===== Task material
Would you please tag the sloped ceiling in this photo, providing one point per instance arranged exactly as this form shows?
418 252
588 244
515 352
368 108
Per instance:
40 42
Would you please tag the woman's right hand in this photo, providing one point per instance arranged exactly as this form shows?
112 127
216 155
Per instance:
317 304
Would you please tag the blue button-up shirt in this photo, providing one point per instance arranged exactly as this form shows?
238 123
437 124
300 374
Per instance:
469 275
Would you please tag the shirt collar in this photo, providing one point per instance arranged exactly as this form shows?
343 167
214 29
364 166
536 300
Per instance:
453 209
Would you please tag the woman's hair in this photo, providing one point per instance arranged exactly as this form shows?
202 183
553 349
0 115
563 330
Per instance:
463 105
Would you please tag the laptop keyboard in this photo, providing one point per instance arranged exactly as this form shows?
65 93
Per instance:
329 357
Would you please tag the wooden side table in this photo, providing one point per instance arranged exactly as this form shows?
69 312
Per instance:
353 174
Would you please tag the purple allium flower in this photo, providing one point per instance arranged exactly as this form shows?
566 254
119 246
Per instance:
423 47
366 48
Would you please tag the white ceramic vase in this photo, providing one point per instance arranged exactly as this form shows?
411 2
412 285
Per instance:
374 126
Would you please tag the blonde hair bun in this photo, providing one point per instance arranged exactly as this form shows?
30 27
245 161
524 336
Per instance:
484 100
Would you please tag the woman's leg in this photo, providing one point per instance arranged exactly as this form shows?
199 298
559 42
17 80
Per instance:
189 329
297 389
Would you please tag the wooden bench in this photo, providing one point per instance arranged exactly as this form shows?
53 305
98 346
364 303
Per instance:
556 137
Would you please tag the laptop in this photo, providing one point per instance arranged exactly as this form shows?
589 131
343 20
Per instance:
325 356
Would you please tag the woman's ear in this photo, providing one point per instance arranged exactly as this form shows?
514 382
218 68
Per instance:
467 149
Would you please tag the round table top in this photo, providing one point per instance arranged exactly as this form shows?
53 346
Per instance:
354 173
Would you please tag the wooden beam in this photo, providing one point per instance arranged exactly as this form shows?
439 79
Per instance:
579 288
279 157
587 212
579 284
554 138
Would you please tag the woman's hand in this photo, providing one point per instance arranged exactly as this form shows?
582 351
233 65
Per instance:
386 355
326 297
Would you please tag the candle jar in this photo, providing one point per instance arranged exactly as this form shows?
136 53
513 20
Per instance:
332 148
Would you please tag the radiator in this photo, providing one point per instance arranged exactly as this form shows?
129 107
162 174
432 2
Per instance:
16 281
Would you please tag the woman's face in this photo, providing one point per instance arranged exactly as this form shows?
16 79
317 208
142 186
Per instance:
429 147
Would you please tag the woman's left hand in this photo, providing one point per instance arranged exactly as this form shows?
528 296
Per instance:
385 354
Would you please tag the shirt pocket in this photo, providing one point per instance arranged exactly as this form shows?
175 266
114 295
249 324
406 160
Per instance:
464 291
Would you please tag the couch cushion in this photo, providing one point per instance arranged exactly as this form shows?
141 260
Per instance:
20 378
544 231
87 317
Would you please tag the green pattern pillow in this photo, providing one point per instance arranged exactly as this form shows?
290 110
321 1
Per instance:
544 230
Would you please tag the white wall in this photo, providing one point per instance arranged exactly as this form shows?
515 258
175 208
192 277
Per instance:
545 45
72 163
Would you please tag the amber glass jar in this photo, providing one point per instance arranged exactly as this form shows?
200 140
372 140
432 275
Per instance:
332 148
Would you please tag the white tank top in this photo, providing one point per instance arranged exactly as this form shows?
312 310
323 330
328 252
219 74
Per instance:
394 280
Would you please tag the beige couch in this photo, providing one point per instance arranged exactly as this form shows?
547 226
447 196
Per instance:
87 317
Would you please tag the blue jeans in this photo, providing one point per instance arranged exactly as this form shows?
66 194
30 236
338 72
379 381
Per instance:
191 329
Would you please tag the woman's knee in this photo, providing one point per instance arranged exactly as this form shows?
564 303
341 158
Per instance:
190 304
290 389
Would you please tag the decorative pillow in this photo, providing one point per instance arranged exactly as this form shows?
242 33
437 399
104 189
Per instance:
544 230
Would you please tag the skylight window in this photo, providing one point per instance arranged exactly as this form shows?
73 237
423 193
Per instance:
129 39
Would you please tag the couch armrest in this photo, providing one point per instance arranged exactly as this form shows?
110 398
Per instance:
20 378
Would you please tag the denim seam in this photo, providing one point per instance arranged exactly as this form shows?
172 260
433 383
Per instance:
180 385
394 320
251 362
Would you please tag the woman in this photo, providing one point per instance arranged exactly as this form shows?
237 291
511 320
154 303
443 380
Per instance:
==========
- [Task prompt] From the first record to the last, print each one exactly.

- [Result for this task]
Would you please tag the sloped ceiling in this photo, providing one point per instance arranged exactly as this form shows?
418 252
588 244
515 352
368 108
Per instance:
40 42
Would you please tag the woman's right hand in this photo, providing one point per instance arranged exactly as this form shows?
112 127
216 155
Per instance:
317 304
Would you please tag the blue button-up shirt in this photo, providing one point per instance arranged exactly as this form shows?
238 123
437 124
300 374
Per instance:
469 275
Would you please tag the shirt collar in this photo, providing one point per instance arranged exactly as this form shows?
343 167
214 29
364 166
536 300
Per instance:
453 209
Would you please tag the woman's hair in this photo, providing one point per instance arranged exactly as this form shows?
202 183
553 349
0 115
563 330
Per instance:
463 105
Would you please tag the laptop keyboard in this photo, providing one point per instance arranged exactly as this form shows?
65 93
Per instance:
329 357
Would you please tag the wooden side table in this photo, providing one point per instance arranged exactly as this form shows?
69 312
Per instance:
353 174
Would you please tag the purple allium flower in this photo, providing one point per instance arranged exactly as this form shows?
566 254
119 246
Per instance:
423 47
366 48
Would you please tag the white ceramic vase in this photo, providing one point per instance arranged exactly as this form shows?
411 2
412 285
Per instance:
374 126
Would you please tag the blonde hair bun in this photo, providing one point per instance arranged exactly as this form shows?
30 27
245 161
524 336
Per instance:
484 100
Would you please tag the woman's leg in this photo, providing one point per instance arranged exactly as this form shows?
199 298
559 42
17 80
Per instance:
189 329
297 389
Would you please tag the wooden bench in this photo, providing one point per instance arranged exactly as this form shows?
53 305
98 346
364 303
Per instance:
556 137
Would you please tag the laptop in this photo, providing one point per instance arranged exactly as this form shows?
589 131
343 20
Per instance:
325 356
Would you please tag the woman's ear in this photo, providing one point per instance arranged exactly as this form shows?
514 382
218 68
Per instance:
467 149
Would you please tag the round table top in this photo, providing one point per instance arranged exactly as this form shows?
53 346
Per instance:
354 173
Would you please tag the wooden beam in this photo, providing one point per instance arranged exactly as this form shows?
439 79
Per instance:
579 288
279 157
587 212
579 284
554 138
Would you please tag the woman's hand in this photo, providing one point per instance arranged exactly as this form shows?
582 351
233 65
Per instance:
386 355
326 297
Would you please tag the candle jar in this photo, providing one point per instance arranged exactly as this form shows?
136 53
513 20
Per instance:
332 148
Would you please tag the radiator in this photo, providing one point per instance arranged exactly as this form shows?
129 107
162 174
432 2
Per instance:
16 281
Would you please tag the woman's face in this photo, providing one point per instance arranged exactly as this form shows?
16 79
317 208
142 186
Per instance:
429 147
Would you please tag the woman's left hand in this photo, providing one point per instance arranged exactly as this form shows?
528 296
Per instance:
385 354
Would you please tag the shirt pocket in this photo, providing one point per instance arranged exactly as this form shows?
175 266
114 295
249 324
406 160
Per instance:
464 291
Would you please tag the couch cushion in this photo, providing one point per instance arranged exactly as this form shows?
141 260
Per instance:
20 378
544 231
87 317
Would you please tag the green pattern pillow in this photo, providing one point per instance arranged exactly as this form shows?
290 110
321 1
Per instance:
544 230
Would you please tag the white wall in this photo, providing one point per instance arranged exactly as this form shows?
515 258
175 208
192 277
Per instance:
545 45
72 163
Would you please tag the amber glass jar in this photo, providing one point per instance arranged exactly as this form shows?
200 140
372 140
432 275
Per instance:
332 148
Would you please tag the white tank top in this photo, providing one point per instance arranged exactly as this form shows?
312 310
323 330
328 252
219 74
Per instance:
394 280
Would you please tag the beige couch in this photo, providing one point per instance arranged exactly as this form shows?
547 226
447 196
Per instance:
87 317
Would you please tag the blue jeans in this photo, providing one point per instance arranged exactly as this form shows?
66 194
30 236
338 72
379 381
Per instance:
191 329
Would you please tag the woman's knee in this photo, providing one point per instance arranged exactly as this form shows?
564 303
341 158
Per instance:
190 304
290 389
Would you please tag the decorative pillow in this photo, providing one point per instance arranged exactly as this form shows?
242 33
437 399
104 189
Per instance:
544 230
Would you please tag the skylight window in this photo, providing one point per instance arranged exactly as this form shows?
73 237
423 193
Per instance:
129 39
Would you please tag the couch armrest in this photo, providing one point per instance arranged exactly as this form shows?
110 398
Per instance:
20 378
Would you please tag the denim seam in this photo, providing one point per instance arranged exactly as this form shows?
172 260
433 383
Per instance:
180 385
394 320
251 362
Would you please tag the woman in this photo, providing one point per instance arranged exactly as this form shows?
237 291
511 320
154 303
443 380
Per instance:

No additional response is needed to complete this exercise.